Images do not belong in the copy. Retype all the entries below exactly.
++++
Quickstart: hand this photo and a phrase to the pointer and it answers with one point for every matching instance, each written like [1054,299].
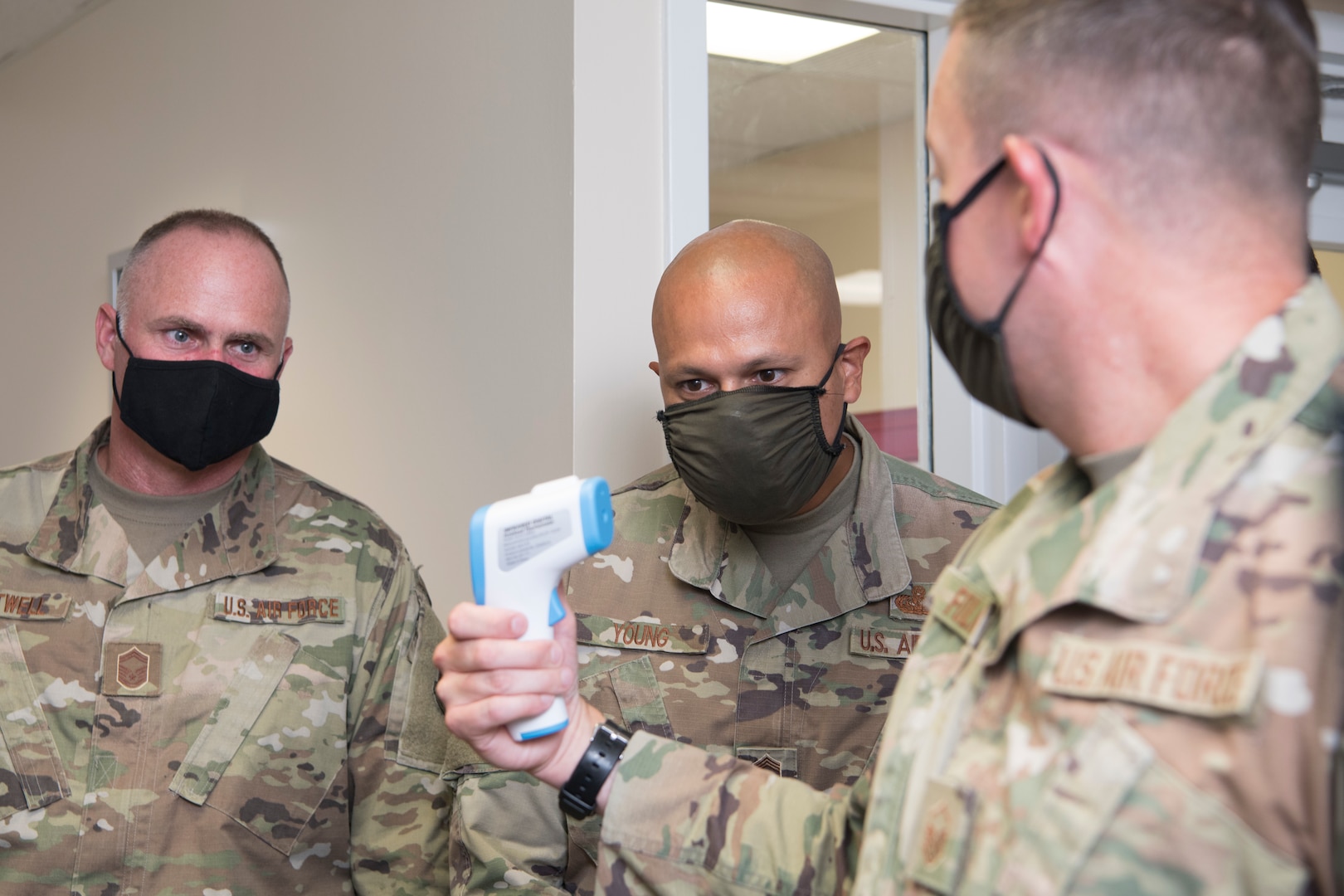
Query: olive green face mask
[756,455]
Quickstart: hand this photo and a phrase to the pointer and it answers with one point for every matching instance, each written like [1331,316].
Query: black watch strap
[578,796]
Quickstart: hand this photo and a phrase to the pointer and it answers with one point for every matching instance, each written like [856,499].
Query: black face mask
[756,455]
[195,412]
[976,349]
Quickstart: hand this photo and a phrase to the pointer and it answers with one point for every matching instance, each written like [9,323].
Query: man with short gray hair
[1132,679]
[216,670]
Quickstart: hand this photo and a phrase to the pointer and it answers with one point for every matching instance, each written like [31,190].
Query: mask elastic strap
[830,448]
[995,327]
[821,386]
[114,395]
[973,193]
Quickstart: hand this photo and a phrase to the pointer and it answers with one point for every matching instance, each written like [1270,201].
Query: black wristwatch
[578,796]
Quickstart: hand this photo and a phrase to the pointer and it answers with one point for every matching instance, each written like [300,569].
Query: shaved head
[777,269]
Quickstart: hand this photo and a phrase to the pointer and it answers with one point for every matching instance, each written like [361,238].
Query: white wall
[414,164]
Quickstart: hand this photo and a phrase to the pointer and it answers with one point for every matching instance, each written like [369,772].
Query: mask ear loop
[827,445]
[995,327]
[114,395]
[945,218]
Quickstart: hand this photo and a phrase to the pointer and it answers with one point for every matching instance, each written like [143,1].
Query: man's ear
[851,367]
[105,334]
[1038,191]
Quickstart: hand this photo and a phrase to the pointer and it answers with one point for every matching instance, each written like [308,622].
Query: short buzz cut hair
[212,221]
[1166,90]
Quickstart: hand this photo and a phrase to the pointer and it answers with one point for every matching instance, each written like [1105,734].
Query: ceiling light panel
[778,38]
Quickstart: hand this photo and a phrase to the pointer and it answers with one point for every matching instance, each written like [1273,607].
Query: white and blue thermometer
[519,550]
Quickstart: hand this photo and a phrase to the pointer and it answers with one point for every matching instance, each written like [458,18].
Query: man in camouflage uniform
[778,644]
[1131,680]
[214,674]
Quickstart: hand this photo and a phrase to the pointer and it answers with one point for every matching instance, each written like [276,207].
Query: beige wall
[414,164]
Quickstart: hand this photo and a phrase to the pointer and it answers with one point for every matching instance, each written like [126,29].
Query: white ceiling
[26,23]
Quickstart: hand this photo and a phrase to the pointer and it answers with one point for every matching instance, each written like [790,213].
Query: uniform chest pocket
[1082,791]
[631,692]
[30,767]
[275,746]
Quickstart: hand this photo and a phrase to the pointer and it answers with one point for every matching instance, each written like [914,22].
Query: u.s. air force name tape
[1190,680]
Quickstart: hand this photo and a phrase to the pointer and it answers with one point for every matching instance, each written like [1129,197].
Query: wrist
[574,742]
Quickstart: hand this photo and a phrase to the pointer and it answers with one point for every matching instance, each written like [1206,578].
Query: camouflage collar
[234,538]
[1133,547]
[713,553]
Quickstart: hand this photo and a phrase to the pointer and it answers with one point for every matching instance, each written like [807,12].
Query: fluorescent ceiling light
[780,38]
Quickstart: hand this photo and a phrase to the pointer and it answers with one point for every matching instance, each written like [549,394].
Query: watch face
[578,796]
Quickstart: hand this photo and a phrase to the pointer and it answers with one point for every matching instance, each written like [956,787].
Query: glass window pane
[830,145]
++++
Right answer:
Quickstart: hand this photo and a phrase to the pointer and it answers with one point for every matching instance, each written like [1054,299].
Query: olive green face mask
[756,455]
Quickstart: hand this photo and a phrase to the pointer and it answers with one point for every matching instance, each written like [1331,316].
Query: black watch strap
[578,796]
Quickstart: hand this photo and a phrase to the pointer and it answers with one point for every matching instance, each written like [856,499].
Query: black face mask
[756,455]
[195,412]
[976,349]
Quickstart: hand this photo and a phrase to the pointer and it answers with one point for every matching instance, each written like [9,323].
Query: man with short gray hair
[1132,679]
[216,670]
Quickstart: hand this photo and a phrase to the pointer and it answers with one point for every matching instance, each written like [31,190].
Query: mask elastic strap
[830,448]
[995,327]
[821,386]
[114,395]
[973,193]
Quickstart: hand this photo and a phrase to the pointer and it answers with one point for every matching instance, each written like [1270,201].
Query: black wristwatch
[578,796]
Quickstart: hand this photo and a phrase to the pointer and it answers with one point for every matching instance, each written like [300,569].
Query: shaved head
[777,269]
Quickstart: hand this photo and a phrase to the pointer and it answers with one point for every matching instance, each written like [361,238].
Query: white wall
[414,164]
Quickstart: hand this photo and a phrase to the pointer and it answers with one point for every matching instance, each written like [369,772].
Query: mask ear loop
[827,445]
[995,327]
[114,395]
[945,218]
Quickstart: hand this photo and a phrase to the pointer and it answers with one point for every matching instance, each written like [143,1].
Query: man's ear
[851,367]
[105,334]
[1038,191]
Quickstart: hand this photo and a phrase to the pointer and it answers with one point for every matching instance, each written like [308,622].
Query: short buzz cut hair
[212,221]
[1166,90]
Quickstart: hand this photo and a phrase to the pointer and it answers with one point for every matching instance, each written like [1105,734].
Query: ceiling light panel
[778,38]
Quickstart: hand this photo and a phrase to the pointer and it answers with one point for every matching instance, each written like [1273,607].
Query: white and blue thermometer
[519,550]
Quickstart: hand this photo and a phrase to the pointer and it answers with one point for every matching instance, each written like [458,18].
Query: man in camouflage uniform
[778,644]
[1131,680]
[214,674]
Quickstart: hand this photo and a phrase to the pointer and it answers with one point for every matching instance, each written like [276,207].
Query: beige wall
[414,164]
Quickstart: hand this photo and a phrase to the pointer and it answers with one point for every matching instance, each written like [126,29].
Query: white ceiling
[26,23]
Quickstart: hand this photo and a phrase to the pointer and it answers with one point for every matching instance, each written like [790,213].
Query: uniform chest pocket
[1082,791]
[631,692]
[30,767]
[275,746]
Quickstart: hand this photo and a phrase to the pointer and it answers with one point for every matching instance, each written like [914,22].
Query: u.s. air force name tape
[1190,680]
Quickstart: hand this photo and a phrase to the pointer and it answers with one point for every matching instance, each written like [1129,197].
Query: wrist
[574,742]
Quickstart: hand this photo and a phrase to the pointer and it answers with one point for every matching instance, each written like [1206,578].
Query: camouflage collar
[234,538]
[1133,547]
[713,553]
Quickstart: hand this photo and a phrase to the pointer and it answers with one point for every matching instance, each written like [807,12].
Query: fluorescent ceiling light
[780,38]
Quickstart: hand this photo and a phrase to the pointer and it answers with one point for every matching instance, each written like [549,394].
Query: watch face
[578,796]
Quickstart: hand this photo and a phrase to the pointer and it answers with one point for every matching instance, each written like [956,787].
Query: glass window pane
[830,145]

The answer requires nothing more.